City of Sergeant Bluff v. Chicago
This text of 383 N.W.2d 563 (City of Sergeant Bluff v. Chicago) is published on Counsel Stack Legal Research, covering Supreme Court of Iowa primary law. Counsel Stack provides free access to over 12 million legal documents including statutes, case law, regulations, and constitutions.
Opinion
The Chicago and North Western Transportation Company (the carrier) has been granted discretionary review of the district court’s affirmance of findings of guilt on five simple misdemeanor citations under an ordinance of the city of Sergeant Bluff (the City). Each citation charged that the carrier blocked a grade crossing in the city for a longer period of time than permitted under a local ordinance. The primary contention of the carrier on this appeal and the only one which we consider is whether it was entitled to a judgment of acquittal because the alleged incidents were excepted from the proscription of the ordinance by a proviso which excludes delays necessary to comply with governmental safety regulations.
The ordinance under which the citations were issued provides:
It is unlawful for any railroad corporation or its employees to operate any train in such a manner as to prevent vehicular use of any highway, street or alley for a period of time in excess of five minutes except:
1. When necessary to comply with signals affecting the safety of the movement of trains;
2. When necessary to avoid striking any object or person on the track;
3. When the train is disabled;
4. When necessary to comply with governmental safety regulations.
The City, through its police officers, issued nineteen citations against the carrier for alleged violations of this ordinance between May 10, 1984, and August 11, 1984.
On September 10, 1984, a twelve-hour trial on all nineteen charges was conducted before a district associate judge. The evidence indicated that all nineteen citations involved coal trains the average length of which varied between 100 and 110 cars (1 to 1.14 miles). Representatives of the carrier testified that it is not economically feasible to make up its coal trains in shorter lengths.1
[565]*565At the close of the evidence, the district associate judge found the carrier guilty of ten of the citations and not guilty with respect to the other nine. The carrier appealed six of the ten judgments of guilty to a district court judge as permitted by Iowa Rule of Criminal Procedure 54. The district judge affirmed the findings of guilty in five cases and ordered judgment of acquittal in one case.2
Each of the trains involved in the original nineteen citations was delivering coal consigned to the Iowa Public Service electrical generating plant located approximately eight miles from Sergeant Bluff. Delivery to the consignee required the train to traverse the single mainline track of the carrier passing through Sergeant Bluff and then switch onto a spur track traversing 7.7 miles to the plant destination. It is conceded by the City that regulations of both the state of Iowa and the federal railway administration impose a maximum speed limit of ten miles per hour for coal trains traveling on the IPS spur track. It is also conceded that, in order to enter the spur track at a legal speed, a train of 100 to 110 coal cars cannot be traveling at a speed greater than ten miles per hour at any time after it enters the city limits. Considering the length of the trains involved in the nineteen citations, compliance with the speed limit on the IPS spur required each train to block at least four grade crossings within the city for a period longer than five minutes.

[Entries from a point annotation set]
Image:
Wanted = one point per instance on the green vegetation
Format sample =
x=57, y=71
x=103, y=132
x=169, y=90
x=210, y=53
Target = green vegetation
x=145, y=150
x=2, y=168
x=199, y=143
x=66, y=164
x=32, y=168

== WHAT YOU NEED TO DO ==
1. According to the Sergeant Bluff opinion, what maximum speed limit do state and federal regulations impose on coal trains traveling on the IPS spur track?
2. Reproduce the passage of the Sergeant Bluff opinion starting at "The City, through" and ending at "August 11, 1984.".
3. Go on with the Sergeant Bluff opinion, picking up after its final sentence.

== ANSWERS FOR THIS EXERCISE ==
1. Ten miles per hour.

2.
The City, through its police officers, issued nineteen citations against the carrier for alleged violations of this ordinance between May 10, 1984, and August 11, 1984.

3.
The carrier argues that the speed limit on the spur track is a “governmental safety regulation” under subparagraph (4) of the ordinance which excused its noncompliance with the five-minute limit on blocking crossings. Our disposition of this contention is simplified somewhat by the City’s concession that this is a correct interpretation of subparagraph (4). Notwithstanding this concession, however, the City urges that the carrier was guilty on each of the five ordinance violations involved in this appeal because in each instance the crossings were blocked for a longer period of time than was required to permit compliance with the speed limit on the spur track. Stated somewhat differently, the City’s position on appeal is that, based on the facts of the five citations, the subparagraph (4) proviso enlarges the time limit for blocking crossings from five minutes to approximately six minutes and fifty seconds, but does not completely negate the proscriptive force of the ordinance.3 The time of six minutes and fifty seconds is the average length of time which would be required for trains of the lengths involved in the present case to pass by the four grade crossings in the city while traveling at ten miles per hour. The actual blocking times involved in the five citations were six minutes and fifty-five seconds, seven minutes and five seconds, seven minutes and forty seconds, nine minutes and fifteen seconds, and nine minutes and thirty-five seconds.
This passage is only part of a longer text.